**Text:**
= = = =
To bridge the gap between the detection superiority of CTHA and the non-invasive accessibility of LDCT, we adopted a deep-learning–based domain adaptation approach. Although recent advances in generative models, including diffusion probabilistic models, have garnered attention, generative adversarial networks (GANs) remain a robust framework for medical image translation because of their computational efficiency and ability to preserve high-frequency structural details [17,18,19,20]. Specifically, the CycleGAN architecture facilitates unsupervised mapping between two domains without the requirement for perfectly paired data. However, standard CycleGANs are prone to “mode collapse” or geometric distortions, which are unacceptable in clinical diagnostics where anatomical fidelity is paramount [21]. To mitigate these limitations, we employed Unsupervised Generative Attentional Networks with Adaptive Layer-Instance Normalization (U-GAT-IT). This architecture integrates an attention module that explicitly guides the model to focus on discriminative regions, specifically hypervascular foci, whereas the adaptive normalization function preserves the underlying morphological integrity of the liver parenchyma.
We postulated that a U-GAT-IT model, trained on unpaired LDCT and CTHA datasets, can learn the complex non-linear mapping of contrast enhancement, thereby generating “synthetic CTHA” images directly from non-invasive LDCT scans. Unlike previous studies that focused primarily on technical image quality metrics or single-center feasibility, this study aimed to (1) establish a robust algorithm for synthetic CTHA generation that maintains anatomical precision, (2) evaluate its clinical utility in improving the detection of small HCCs (<2 cm), and (3) validate its generalizability and robustness using a multicenter external validation cohort.
2. Materials and Methods
2.1. Study Population and Patient Selection
2.1.1. Confirmation of HCC Diagnosis
The diagnosis of all included lesions was established based on rigorous clinicoradiological criteria. For lesions with typical imaging features, HCC was diagnosed according to the current international practice guidelines. For sub-centimeter (<1 cm) lesions with atypical radiological features, retrospective diagnostic confirmation was performed by evaluating the lipiodol tagging status on postprocedural CT scans and/or by documenting significant interval size growth and hemodynamic changes during a minimum 12-month longitudinal follow-up with serial CT or MRI.
We reviewed the medical records of patients diagnosed with HCC who underwent TACE as an initial treatment between January 2010 and January 2022. A total of 493 potentially eligible patients were identified for training and internal validation and 94 potentially eligible patients were identified for external validation.
= = = =
(Records from a data source)
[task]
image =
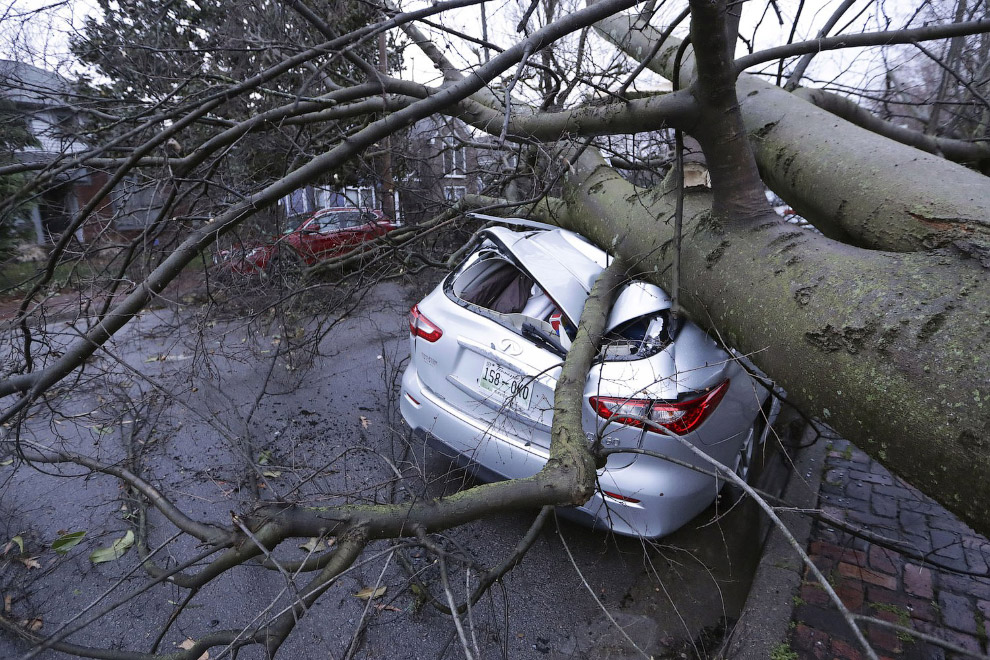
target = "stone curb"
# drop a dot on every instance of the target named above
(765, 621)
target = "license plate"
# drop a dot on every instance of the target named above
(515, 388)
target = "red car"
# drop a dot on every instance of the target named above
(323, 235)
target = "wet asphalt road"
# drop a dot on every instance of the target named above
(326, 430)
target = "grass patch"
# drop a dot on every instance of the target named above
(783, 651)
(17, 278)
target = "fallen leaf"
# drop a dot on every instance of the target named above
(33, 625)
(188, 644)
(18, 541)
(370, 592)
(115, 551)
(67, 541)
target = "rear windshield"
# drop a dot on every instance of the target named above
(494, 284)
(638, 338)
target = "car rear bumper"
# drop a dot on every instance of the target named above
(667, 495)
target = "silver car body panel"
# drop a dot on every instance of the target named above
(507, 433)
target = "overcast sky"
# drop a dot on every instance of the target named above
(36, 31)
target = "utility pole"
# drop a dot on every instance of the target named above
(388, 183)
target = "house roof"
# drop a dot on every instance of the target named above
(25, 84)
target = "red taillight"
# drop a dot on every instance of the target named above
(420, 326)
(680, 417)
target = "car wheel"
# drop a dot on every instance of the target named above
(732, 492)
(744, 458)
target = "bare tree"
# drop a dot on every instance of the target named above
(884, 311)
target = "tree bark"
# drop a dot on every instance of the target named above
(887, 348)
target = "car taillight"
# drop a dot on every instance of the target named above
(680, 417)
(420, 326)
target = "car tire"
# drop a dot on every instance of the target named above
(743, 466)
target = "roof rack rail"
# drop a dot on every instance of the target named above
(519, 222)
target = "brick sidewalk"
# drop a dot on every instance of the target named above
(930, 593)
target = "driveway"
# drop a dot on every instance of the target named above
(212, 412)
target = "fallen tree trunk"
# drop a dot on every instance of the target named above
(888, 348)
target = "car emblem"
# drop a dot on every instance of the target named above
(510, 347)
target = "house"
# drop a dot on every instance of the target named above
(42, 101)
(437, 162)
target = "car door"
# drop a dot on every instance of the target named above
(330, 235)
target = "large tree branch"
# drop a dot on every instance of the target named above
(879, 209)
(960, 151)
(845, 331)
(34, 383)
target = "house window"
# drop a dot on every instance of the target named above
(453, 156)
(362, 197)
(454, 193)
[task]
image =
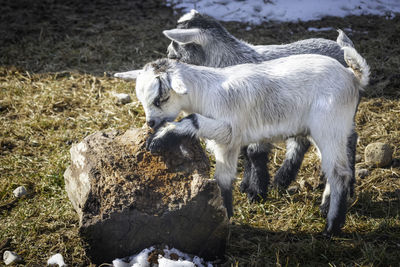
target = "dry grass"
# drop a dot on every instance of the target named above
(47, 102)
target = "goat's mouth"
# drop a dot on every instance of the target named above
(162, 123)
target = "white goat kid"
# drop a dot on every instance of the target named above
(202, 40)
(309, 95)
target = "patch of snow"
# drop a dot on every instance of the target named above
(323, 29)
(140, 259)
(259, 11)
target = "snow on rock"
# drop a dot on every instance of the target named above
(165, 258)
(258, 11)
(128, 199)
(323, 29)
(56, 259)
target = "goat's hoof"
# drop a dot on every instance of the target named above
(282, 182)
(329, 233)
(256, 196)
(243, 187)
(155, 145)
(324, 209)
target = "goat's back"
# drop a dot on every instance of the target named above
(309, 46)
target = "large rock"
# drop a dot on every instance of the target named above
(128, 199)
(378, 154)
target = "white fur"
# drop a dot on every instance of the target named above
(308, 95)
(188, 16)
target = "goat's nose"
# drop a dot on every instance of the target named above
(151, 123)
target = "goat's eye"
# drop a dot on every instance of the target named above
(157, 102)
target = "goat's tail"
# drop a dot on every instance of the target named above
(357, 64)
(343, 40)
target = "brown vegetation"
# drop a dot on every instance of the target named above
(55, 57)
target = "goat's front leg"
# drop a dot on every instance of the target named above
(225, 173)
(194, 125)
(255, 175)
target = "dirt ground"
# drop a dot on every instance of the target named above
(56, 58)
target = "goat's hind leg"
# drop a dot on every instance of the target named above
(335, 165)
(296, 148)
(225, 173)
(351, 153)
(255, 176)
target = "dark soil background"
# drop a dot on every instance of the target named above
(56, 61)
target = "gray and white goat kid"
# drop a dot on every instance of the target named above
(201, 40)
(302, 95)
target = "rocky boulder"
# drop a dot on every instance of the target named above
(128, 199)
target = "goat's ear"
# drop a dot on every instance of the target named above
(129, 75)
(178, 85)
(184, 36)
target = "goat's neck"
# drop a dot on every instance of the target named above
(230, 51)
(200, 82)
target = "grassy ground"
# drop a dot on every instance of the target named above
(54, 90)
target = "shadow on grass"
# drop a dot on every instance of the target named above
(251, 246)
(388, 207)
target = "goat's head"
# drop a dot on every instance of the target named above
(191, 37)
(159, 88)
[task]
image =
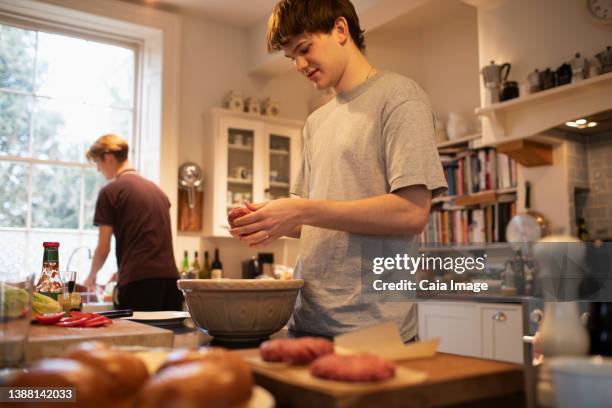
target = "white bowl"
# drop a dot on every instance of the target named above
(240, 310)
(582, 381)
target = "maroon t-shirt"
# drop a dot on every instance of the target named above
(139, 213)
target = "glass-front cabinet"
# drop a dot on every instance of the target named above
(252, 158)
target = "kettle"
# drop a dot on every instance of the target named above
(509, 91)
(605, 59)
(492, 73)
(492, 76)
(564, 74)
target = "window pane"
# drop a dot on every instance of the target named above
(13, 194)
(84, 71)
(93, 183)
(56, 192)
(110, 266)
(111, 70)
(17, 50)
(62, 67)
(59, 129)
(108, 120)
(15, 111)
(14, 257)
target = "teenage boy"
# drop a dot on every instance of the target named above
(370, 167)
(137, 213)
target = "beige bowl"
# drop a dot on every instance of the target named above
(240, 310)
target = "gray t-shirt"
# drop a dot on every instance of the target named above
(371, 140)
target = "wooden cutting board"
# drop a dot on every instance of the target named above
(443, 380)
(52, 341)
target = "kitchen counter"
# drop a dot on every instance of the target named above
(451, 380)
(52, 341)
(475, 297)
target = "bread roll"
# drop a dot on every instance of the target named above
(92, 389)
(127, 371)
(211, 377)
(196, 384)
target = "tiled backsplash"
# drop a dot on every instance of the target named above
(590, 167)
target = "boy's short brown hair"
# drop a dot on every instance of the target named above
(109, 144)
(294, 17)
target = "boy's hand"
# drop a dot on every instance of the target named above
(268, 221)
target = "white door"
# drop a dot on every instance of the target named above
(238, 167)
(457, 324)
(502, 332)
(282, 159)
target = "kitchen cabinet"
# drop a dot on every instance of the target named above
(487, 330)
(252, 158)
(502, 332)
(455, 323)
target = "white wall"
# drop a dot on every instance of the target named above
(538, 34)
(440, 54)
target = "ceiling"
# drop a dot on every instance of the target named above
(237, 13)
(427, 13)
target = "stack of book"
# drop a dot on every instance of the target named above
(474, 171)
(470, 172)
(469, 225)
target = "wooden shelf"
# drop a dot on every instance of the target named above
(239, 148)
(535, 113)
(279, 152)
(460, 141)
(482, 197)
(494, 246)
(232, 180)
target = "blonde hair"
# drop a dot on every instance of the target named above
(111, 144)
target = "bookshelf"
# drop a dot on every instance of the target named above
(481, 198)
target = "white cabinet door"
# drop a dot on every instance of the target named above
(282, 160)
(502, 330)
(250, 158)
(457, 324)
(238, 167)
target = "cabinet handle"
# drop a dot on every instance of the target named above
(536, 316)
(500, 317)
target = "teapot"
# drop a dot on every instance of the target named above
(548, 79)
(605, 59)
(510, 90)
(564, 74)
(492, 74)
(534, 81)
(579, 68)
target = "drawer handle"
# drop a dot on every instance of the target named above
(500, 317)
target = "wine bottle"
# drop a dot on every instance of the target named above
(195, 267)
(185, 269)
(216, 267)
(205, 272)
(600, 328)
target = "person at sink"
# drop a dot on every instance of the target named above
(137, 213)
(370, 168)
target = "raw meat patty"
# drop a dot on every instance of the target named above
(352, 368)
(295, 351)
(237, 213)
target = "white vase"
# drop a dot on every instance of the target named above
(457, 126)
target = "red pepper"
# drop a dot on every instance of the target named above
(71, 321)
(97, 321)
(49, 318)
(81, 314)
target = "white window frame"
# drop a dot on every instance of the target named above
(157, 36)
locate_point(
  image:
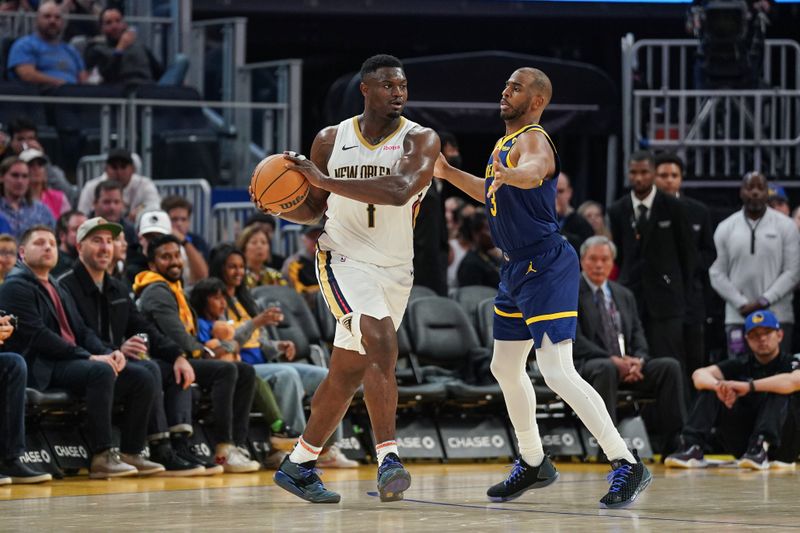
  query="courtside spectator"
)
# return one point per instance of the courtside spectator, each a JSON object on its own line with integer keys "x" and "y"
{"x": 55, "y": 200}
{"x": 42, "y": 57}
{"x": 232, "y": 384}
{"x": 655, "y": 254}
{"x": 62, "y": 353}
{"x": 16, "y": 205}
{"x": 300, "y": 268}
{"x": 8, "y": 254}
{"x": 574, "y": 227}
{"x": 139, "y": 193}
{"x": 194, "y": 248}
{"x": 286, "y": 379}
{"x": 66, "y": 235}
{"x": 254, "y": 243}
{"x": 747, "y": 400}
{"x": 24, "y": 135}
{"x": 107, "y": 309}
{"x": 757, "y": 265}
{"x": 13, "y": 379}
{"x": 610, "y": 347}
{"x": 478, "y": 267}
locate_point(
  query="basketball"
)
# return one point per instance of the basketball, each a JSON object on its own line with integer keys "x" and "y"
{"x": 275, "y": 187}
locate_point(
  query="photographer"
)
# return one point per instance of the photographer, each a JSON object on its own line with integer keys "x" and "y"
{"x": 13, "y": 377}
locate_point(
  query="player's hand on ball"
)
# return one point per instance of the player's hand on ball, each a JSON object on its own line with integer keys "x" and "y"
{"x": 305, "y": 166}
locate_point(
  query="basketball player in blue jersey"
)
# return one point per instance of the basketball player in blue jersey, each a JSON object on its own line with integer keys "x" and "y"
{"x": 537, "y": 300}
{"x": 368, "y": 175}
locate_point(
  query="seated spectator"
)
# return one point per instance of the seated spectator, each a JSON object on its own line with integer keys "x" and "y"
{"x": 254, "y": 244}
{"x": 55, "y": 200}
{"x": 232, "y": 384}
{"x": 478, "y": 267}
{"x": 194, "y": 248}
{"x": 267, "y": 223}
{"x": 593, "y": 213}
{"x": 24, "y": 136}
{"x": 66, "y": 235}
{"x": 13, "y": 379}
{"x": 118, "y": 54}
{"x": 300, "y": 268}
{"x": 42, "y": 57}
{"x": 573, "y": 226}
{"x": 62, "y": 353}
{"x": 778, "y": 200}
{"x": 139, "y": 193}
{"x": 754, "y": 390}
{"x": 215, "y": 328}
{"x": 610, "y": 347}
{"x": 107, "y": 309}
{"x": 8, "y": 254}
{"x": 227, "y": 264}
{"x": 16, "y": 205}
{"x": 757, "y": 265}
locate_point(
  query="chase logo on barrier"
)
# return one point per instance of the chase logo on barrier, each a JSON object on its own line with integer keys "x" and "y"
{"x": 473, "y": 438}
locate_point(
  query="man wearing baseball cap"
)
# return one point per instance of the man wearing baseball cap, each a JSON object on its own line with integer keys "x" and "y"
{"x": 107, "y": 309}
{"x": 748, "y": 400}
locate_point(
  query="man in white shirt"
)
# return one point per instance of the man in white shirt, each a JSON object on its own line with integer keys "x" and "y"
{"x": 139, "y": 193}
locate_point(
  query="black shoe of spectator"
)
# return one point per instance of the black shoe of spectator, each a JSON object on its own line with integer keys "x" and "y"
{"x": 20, "y": 473}
{"x": 756, "y": 455}
{"x": 161, "y": 452}
{"x": 183, "y": 449}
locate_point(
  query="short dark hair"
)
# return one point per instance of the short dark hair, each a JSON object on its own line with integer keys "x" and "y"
{"x": 157, "y": 243}
{"x": 198, "y": 298}
{"x": 19, "y": 124}
{"x": 63, "y": 221}
{"x": 670, "y": 158}
{"x": 107, "y": 185}
{"x": 175, "y": 201}
{"x": 26, "y": 236}
{"x": 372, "y": 64}
{"x": 642, "y": 155}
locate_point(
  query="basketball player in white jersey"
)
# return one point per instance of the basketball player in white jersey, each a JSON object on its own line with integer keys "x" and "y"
{"x": 372, "y": 170}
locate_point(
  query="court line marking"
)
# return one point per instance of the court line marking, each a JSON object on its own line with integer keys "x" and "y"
{"x": 603, "y": 515}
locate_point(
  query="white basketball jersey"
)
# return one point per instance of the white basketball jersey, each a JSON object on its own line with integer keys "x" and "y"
{"x": 379, "y": 234}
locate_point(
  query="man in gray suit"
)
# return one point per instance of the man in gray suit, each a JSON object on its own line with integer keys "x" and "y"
{"x": 610, "y": 347}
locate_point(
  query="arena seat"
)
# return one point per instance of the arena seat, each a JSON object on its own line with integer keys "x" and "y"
{"x": 470, "y": 296}
{"x": 299, "y": 324}
{"x": 442, "y": 335}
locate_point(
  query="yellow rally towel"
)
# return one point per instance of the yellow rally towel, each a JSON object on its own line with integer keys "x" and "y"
{"x": 148, "y": 277}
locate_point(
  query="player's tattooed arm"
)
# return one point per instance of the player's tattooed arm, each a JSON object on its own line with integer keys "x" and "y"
{"x": 472, "y": 185}
{"x": 412, "y": 173}
{"x": 535, "y": 162}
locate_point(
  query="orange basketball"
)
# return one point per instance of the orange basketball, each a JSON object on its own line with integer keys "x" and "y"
{"x": 275, "y": 187}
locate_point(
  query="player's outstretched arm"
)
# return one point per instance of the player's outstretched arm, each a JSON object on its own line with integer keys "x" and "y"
{"x": 535, "y": 162}
{"x": 472, "y": 185}
{"x": 412, "y": 173}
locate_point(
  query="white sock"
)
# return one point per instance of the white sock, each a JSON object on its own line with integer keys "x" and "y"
{"x": 558, "y": 369}
{"x": 304, "y": 452}
{"x": 385, "y": 448}
{"x": 508, "y": 367}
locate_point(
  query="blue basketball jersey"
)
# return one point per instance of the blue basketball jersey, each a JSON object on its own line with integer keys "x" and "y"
{"x": 520, "y": 218}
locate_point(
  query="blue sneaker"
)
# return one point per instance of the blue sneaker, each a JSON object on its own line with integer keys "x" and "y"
{"x": 627, "y": 480}
{"x": 393, "y": 479}
{"x": 523, "y": 477}
{"x": 302, "y": 480}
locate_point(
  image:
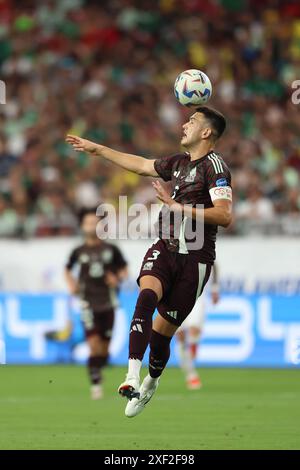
= = = =
**Task set:**
1 - How would you put this sentence from the synthetic CTHA text into Spanish: "Specifically, the CycleGAN architecture facilitates unsupervised mapping between two domains without the requirement for perfectly paired data."
2 - Can you extend the synthetic CTHA text, picking up right after its final sentence?
These records have no connection to the synthetic CTHA text.

**Answers to the exercises:**
1 - En concreto, la arquitectura CycleGAN facilita el mapeo no supervisado entre dos dominios sin necesidad de datos perfectamente emparejados.

2 -
2.1.2. Study Design and Ethical Consideration
This multicenter retrospective study was conducted in accordance with the Declaration of Helsinki and approved by the Institutional Review Boards (IRB) of Korea University Anam (2025AN0155), Guro (2023GR0131), and Ansan (2023AS0116) Hospitals. The requirement for informed consent was waived due to the retrospective nature of the analysis.
2.1.3. Training and Internal Validation Cohorts
We searched the medical records of patients diagnosed with HCC who underwent TACE as initial treatment at Korea University Anam Hospital between January 2010 and January 2022. Initially, a pool of 493 eligible patients was identified. Patient eligibility was determined based on stringent inclusion and exclusion criteria (Figure 1).
Figure 1.
Flow diagram of patient selection. A total of 493 potentially eligible patients were initially screened. After applying inclusion and exclusion criteria, 277 patients were selected for the training set. The model was validated using two independent datasets: an internal validation set of 68 patients (139 HCCs) and an external validation set of 87 patients (117 HCCs) from two separate institutions.
The inclusion criteria mandated that patients must have: (1) undergone both CTHA and LDCT examinations within a 3-month interval prior to TACE to ensure temporal consistency; (2) had a confirmed diagnosis of HCC based on typical radiological features, specifically, arterial enhancement followed by washout, in accordance with established clinical guidelines [8,9]; (3) for small (<1 cm) hypervascular lesions with equivocal radiologic features, inclusion was predicated on the presence of definitive lipiodol uptake on postprocedural lipiodol CT scans. In cases where lipiodol tagging was indistinct, lesions were confirmed to be HCC only after demonstrating significant interval growth over a longitudinal follow-up period of at least 12 months via serial CT or MRI surveillance.
Conversely, patients were excluded if they exhibited: (1) a history of prior TACE or dense lipiodol retention, which could confound image analysis due to beam-hardening artifacts; (2) concurrent hepatic malignancies such as cholangiocarcinoma, combined HCC-cholangiocarcinoma, or metastasis; (3) an absence of identifiable enhancing tumors on the reference CTHA images (ground truth); (4) diffuse infiltrative patterns or extensive multifocal disease (>10 nodules) that rendered individual lesion quantification unreliable; or (5) suboptimal image quality resulting from severe motion artifacts.
Following the application of these eligibility criteria, 277 patients were allocated to the training set. Subsequently, an independent internal validation set was constructed, comprising 68 patients (with 139 HCC lesions) who were distinct from the training cohort (Table 1).
Table 1.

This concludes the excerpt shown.